Task objective
Look over the lines below. Report each one that includes the string "patterned".

Provided records
──────
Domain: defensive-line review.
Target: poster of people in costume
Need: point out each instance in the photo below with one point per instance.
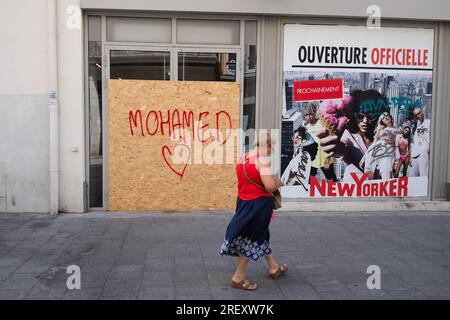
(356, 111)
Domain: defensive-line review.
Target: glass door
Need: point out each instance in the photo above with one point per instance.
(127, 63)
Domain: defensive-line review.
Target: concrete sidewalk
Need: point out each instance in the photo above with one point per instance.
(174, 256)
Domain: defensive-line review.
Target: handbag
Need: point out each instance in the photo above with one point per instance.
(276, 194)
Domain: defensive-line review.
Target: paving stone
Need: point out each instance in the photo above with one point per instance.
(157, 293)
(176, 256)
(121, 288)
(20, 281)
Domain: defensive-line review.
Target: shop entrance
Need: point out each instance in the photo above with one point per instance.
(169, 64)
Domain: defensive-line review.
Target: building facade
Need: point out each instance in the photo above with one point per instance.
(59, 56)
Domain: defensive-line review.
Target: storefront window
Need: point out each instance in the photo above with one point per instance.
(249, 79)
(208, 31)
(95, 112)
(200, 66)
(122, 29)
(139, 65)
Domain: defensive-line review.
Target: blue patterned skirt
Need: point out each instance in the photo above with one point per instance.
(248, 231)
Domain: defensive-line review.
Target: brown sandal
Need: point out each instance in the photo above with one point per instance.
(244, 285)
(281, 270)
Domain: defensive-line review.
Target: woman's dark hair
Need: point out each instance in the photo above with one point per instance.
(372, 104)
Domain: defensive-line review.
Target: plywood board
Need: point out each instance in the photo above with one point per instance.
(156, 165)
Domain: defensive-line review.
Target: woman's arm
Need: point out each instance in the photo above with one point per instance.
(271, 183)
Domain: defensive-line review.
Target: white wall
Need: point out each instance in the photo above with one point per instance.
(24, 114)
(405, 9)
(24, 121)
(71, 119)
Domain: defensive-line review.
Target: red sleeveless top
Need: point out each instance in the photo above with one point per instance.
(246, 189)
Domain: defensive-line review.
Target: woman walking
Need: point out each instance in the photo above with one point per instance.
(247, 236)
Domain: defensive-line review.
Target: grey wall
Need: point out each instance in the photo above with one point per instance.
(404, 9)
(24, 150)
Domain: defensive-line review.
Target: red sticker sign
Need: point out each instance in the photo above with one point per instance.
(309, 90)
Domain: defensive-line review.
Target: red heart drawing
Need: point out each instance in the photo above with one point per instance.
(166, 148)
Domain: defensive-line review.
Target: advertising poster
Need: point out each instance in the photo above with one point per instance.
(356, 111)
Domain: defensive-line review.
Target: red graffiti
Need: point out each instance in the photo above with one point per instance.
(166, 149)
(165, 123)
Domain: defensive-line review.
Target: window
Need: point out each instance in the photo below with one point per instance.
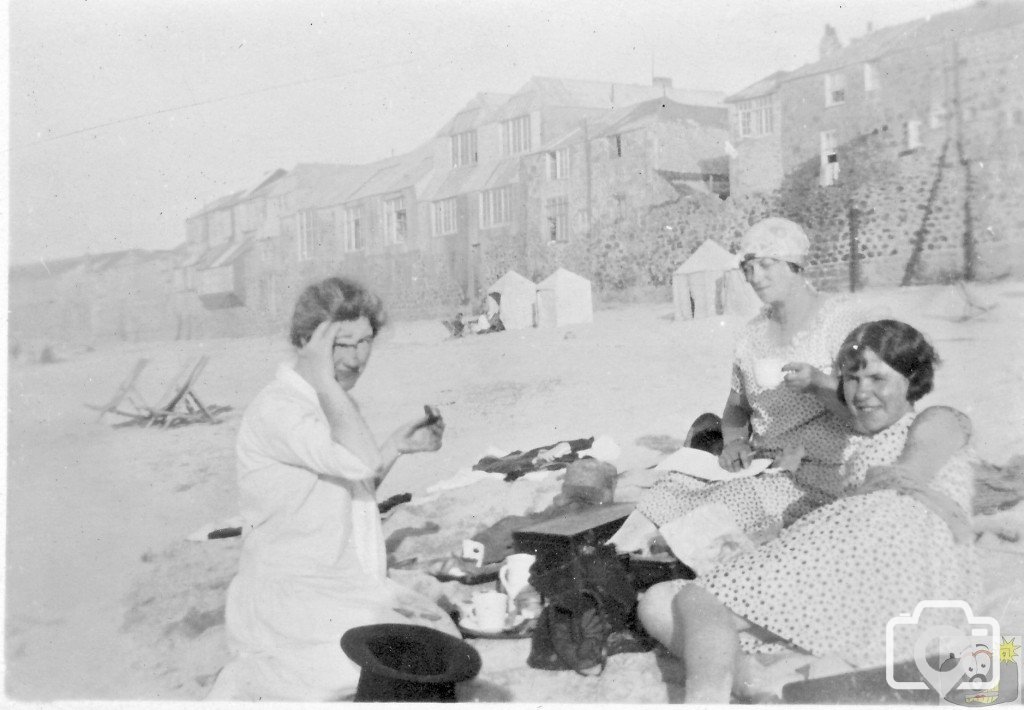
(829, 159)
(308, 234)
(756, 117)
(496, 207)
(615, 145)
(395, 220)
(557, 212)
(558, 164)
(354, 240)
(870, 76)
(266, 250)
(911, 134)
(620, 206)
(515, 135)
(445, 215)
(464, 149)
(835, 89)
──────
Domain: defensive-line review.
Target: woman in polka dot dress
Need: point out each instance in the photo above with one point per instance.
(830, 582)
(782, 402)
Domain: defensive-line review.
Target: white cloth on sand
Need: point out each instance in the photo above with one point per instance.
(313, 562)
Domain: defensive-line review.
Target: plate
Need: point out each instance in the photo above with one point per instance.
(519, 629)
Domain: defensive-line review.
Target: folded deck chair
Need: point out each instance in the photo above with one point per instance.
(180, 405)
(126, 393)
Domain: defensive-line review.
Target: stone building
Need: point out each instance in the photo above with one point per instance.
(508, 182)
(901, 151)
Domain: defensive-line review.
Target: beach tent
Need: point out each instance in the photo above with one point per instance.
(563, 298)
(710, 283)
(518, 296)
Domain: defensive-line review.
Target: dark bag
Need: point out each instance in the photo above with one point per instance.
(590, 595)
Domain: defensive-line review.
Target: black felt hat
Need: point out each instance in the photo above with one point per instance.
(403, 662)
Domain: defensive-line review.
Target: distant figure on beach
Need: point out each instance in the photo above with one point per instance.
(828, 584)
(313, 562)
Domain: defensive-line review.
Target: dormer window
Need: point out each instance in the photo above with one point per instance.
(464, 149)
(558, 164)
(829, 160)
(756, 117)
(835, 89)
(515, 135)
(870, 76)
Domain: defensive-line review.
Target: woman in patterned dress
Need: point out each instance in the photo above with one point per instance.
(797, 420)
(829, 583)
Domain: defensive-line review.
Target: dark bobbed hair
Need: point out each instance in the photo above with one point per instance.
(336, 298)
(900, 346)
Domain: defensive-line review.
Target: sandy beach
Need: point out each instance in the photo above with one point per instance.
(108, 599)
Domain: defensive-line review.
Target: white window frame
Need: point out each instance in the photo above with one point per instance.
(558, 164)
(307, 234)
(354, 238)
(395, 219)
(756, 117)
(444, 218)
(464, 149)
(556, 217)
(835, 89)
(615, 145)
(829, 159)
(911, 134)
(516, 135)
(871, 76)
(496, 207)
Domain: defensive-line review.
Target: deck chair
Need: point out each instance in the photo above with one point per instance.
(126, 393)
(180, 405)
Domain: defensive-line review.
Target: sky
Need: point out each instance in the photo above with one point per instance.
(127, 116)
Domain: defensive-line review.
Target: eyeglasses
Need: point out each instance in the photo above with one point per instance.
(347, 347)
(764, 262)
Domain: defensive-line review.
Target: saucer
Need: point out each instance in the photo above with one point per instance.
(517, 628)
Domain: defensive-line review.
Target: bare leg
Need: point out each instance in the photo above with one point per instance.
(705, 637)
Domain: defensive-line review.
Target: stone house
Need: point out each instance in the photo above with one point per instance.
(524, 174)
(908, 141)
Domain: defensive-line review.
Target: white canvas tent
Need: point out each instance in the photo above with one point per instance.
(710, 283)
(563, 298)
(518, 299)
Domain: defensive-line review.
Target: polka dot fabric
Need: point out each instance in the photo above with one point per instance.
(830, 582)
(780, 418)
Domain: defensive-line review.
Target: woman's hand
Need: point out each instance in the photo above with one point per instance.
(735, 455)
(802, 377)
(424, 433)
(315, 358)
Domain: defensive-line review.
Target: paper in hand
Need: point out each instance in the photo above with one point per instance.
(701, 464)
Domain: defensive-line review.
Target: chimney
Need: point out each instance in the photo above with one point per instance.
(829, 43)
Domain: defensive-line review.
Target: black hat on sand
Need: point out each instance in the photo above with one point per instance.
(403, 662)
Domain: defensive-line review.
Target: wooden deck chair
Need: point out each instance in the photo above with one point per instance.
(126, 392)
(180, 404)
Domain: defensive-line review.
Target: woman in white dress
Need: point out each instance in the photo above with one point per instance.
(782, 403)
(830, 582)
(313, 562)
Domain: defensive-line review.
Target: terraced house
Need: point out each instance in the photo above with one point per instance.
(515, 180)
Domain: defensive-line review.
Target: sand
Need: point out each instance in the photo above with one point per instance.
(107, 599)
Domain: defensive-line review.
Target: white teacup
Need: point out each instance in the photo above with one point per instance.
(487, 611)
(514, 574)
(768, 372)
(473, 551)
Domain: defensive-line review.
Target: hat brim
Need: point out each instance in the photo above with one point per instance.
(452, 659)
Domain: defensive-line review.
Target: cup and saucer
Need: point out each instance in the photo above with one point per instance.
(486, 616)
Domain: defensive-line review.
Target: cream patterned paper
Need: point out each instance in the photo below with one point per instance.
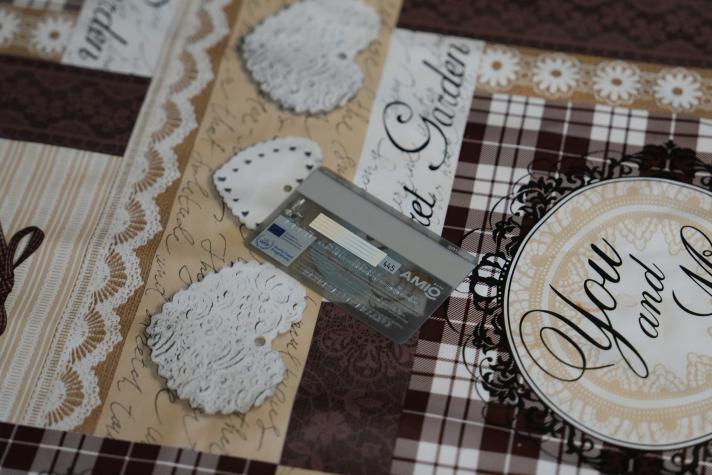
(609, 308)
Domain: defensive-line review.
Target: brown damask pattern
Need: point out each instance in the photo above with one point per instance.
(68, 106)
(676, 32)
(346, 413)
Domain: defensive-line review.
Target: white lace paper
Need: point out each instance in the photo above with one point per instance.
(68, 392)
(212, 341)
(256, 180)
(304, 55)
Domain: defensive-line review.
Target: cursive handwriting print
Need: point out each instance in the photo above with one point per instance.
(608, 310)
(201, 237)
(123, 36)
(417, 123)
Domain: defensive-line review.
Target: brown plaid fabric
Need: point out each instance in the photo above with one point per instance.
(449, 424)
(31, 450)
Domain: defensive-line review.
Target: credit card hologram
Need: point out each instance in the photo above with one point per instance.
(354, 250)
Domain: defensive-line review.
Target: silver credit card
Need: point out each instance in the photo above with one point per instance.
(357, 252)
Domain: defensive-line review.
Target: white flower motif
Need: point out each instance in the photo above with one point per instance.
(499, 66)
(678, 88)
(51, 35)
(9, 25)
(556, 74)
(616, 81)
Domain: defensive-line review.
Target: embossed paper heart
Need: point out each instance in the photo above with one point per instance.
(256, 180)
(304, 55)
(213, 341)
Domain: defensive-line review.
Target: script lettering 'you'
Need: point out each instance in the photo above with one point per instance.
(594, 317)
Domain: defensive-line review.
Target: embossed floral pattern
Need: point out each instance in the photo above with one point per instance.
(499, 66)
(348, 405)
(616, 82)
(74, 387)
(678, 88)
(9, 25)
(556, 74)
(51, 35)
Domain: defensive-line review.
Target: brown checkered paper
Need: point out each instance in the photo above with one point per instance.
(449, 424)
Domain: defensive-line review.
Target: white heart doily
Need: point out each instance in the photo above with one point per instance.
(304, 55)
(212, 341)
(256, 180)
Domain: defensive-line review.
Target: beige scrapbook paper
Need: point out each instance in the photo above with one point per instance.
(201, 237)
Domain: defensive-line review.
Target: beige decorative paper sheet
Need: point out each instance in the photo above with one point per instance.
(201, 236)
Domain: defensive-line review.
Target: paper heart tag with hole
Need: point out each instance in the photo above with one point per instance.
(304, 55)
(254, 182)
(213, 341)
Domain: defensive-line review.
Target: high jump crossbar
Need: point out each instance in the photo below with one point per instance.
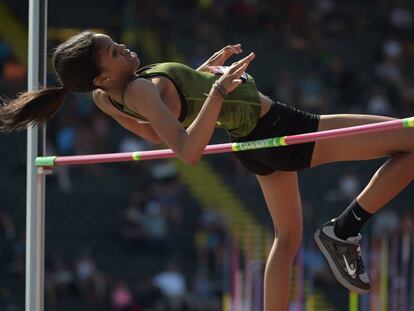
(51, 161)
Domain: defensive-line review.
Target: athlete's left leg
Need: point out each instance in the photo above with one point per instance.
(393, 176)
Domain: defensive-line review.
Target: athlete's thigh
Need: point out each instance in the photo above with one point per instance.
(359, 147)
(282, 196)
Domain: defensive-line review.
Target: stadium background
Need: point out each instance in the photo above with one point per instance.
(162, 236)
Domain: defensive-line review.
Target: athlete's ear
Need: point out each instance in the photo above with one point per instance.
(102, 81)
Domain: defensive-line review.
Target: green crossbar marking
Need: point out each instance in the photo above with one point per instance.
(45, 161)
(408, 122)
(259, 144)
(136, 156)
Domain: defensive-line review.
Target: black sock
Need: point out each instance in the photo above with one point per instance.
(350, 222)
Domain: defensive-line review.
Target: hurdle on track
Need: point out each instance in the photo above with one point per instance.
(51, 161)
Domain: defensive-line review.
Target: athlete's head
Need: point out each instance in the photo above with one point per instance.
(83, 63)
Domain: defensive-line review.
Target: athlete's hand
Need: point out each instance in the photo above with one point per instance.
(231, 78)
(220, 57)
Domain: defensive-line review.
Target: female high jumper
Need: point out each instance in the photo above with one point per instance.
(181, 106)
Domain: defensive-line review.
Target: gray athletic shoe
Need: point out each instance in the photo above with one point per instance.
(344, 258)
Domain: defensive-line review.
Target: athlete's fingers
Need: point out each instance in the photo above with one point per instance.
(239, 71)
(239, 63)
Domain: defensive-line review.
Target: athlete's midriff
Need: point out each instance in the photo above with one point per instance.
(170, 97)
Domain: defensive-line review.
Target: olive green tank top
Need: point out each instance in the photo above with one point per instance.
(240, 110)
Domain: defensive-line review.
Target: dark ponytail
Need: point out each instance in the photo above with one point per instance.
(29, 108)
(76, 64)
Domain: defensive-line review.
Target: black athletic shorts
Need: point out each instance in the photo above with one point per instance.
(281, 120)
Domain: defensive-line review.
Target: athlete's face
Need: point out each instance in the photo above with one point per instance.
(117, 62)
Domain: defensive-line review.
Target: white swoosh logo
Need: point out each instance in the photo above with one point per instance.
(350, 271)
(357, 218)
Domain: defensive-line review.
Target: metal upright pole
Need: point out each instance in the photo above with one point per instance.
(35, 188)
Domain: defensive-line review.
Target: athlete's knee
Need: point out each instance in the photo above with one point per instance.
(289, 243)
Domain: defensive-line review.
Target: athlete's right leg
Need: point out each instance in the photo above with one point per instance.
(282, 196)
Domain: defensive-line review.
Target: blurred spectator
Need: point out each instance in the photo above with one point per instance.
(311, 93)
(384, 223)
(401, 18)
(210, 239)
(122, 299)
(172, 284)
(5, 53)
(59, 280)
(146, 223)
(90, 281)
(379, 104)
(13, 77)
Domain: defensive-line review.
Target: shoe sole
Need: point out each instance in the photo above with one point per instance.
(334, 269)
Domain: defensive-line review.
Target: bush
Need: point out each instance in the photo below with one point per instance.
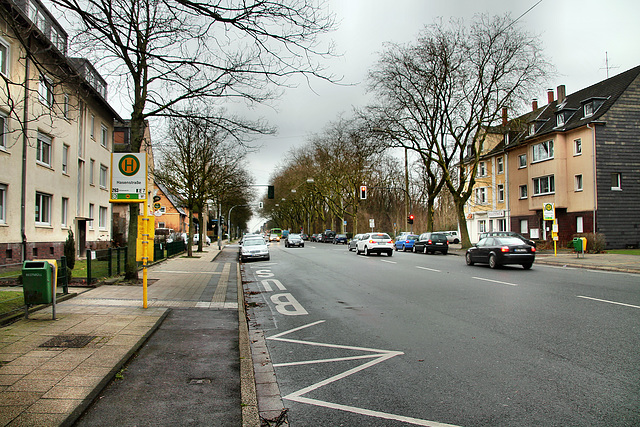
──────
Problem solution
Target: blue patterned skirt
Target: woman in patterned dress
Target: cream patterned paper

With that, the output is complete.